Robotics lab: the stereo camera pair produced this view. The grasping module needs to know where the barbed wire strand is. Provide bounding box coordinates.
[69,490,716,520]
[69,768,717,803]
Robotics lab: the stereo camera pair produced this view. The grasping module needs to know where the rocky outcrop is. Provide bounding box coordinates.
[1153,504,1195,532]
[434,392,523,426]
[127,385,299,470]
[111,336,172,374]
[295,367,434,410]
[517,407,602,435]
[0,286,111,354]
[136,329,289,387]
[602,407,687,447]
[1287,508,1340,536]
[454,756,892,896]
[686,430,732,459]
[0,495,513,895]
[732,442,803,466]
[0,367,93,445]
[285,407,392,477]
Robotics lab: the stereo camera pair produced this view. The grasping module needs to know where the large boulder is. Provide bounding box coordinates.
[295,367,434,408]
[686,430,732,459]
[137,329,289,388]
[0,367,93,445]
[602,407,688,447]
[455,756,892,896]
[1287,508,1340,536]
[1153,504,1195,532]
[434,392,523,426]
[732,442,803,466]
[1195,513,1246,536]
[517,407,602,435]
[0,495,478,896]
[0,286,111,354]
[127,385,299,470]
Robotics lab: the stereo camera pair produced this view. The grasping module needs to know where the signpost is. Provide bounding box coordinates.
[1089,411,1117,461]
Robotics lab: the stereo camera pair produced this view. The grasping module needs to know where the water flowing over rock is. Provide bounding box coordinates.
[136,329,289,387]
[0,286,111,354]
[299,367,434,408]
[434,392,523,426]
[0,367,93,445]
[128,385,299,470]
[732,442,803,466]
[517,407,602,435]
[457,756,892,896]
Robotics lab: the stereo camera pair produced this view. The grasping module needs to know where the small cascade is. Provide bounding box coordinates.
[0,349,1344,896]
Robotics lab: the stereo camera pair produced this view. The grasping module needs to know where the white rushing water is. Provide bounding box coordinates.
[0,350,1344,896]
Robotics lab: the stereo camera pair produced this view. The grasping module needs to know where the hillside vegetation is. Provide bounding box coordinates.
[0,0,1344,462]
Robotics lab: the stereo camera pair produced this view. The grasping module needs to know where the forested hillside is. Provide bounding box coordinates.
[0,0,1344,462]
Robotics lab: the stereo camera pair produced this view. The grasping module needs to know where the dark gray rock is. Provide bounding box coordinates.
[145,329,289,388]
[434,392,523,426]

——

Problem details: Reproduce verbatim the portion of the listing that begins with the line containing "cascade is. Provide bounding box coordinates." and continues through the final line of the listing.

Task result:
Robotics lab: the stereo camera pair produced this view. The grasping module needs to know where the small cascade is. Provide bounding box coordinates.
[0,349,1344,896]
Robotics lab: the stereo camera pair produced this view. The grasping module needs to know where the white rushing water is. Provide bounding box coordinates.
[0,350,1344,896]
Robotics lab: the stereo camera pair produced this view. The grasping module needs to know where the hillside vegetation is. Provide bounding box coordinates.
[0,0,1344,462]
Robotics lab: the stereo camera pair produced this view. The grasping module needs to know where the forested hillside is. Provide bounding box coordinates.
[0,0,1344,462]
Robotics lab: the stereo camera pair produced this view. The grasping module needs to know where the dark gray rock is. Provide bounding box coordinates.
[145,329,289,388]
[434,392,523,426]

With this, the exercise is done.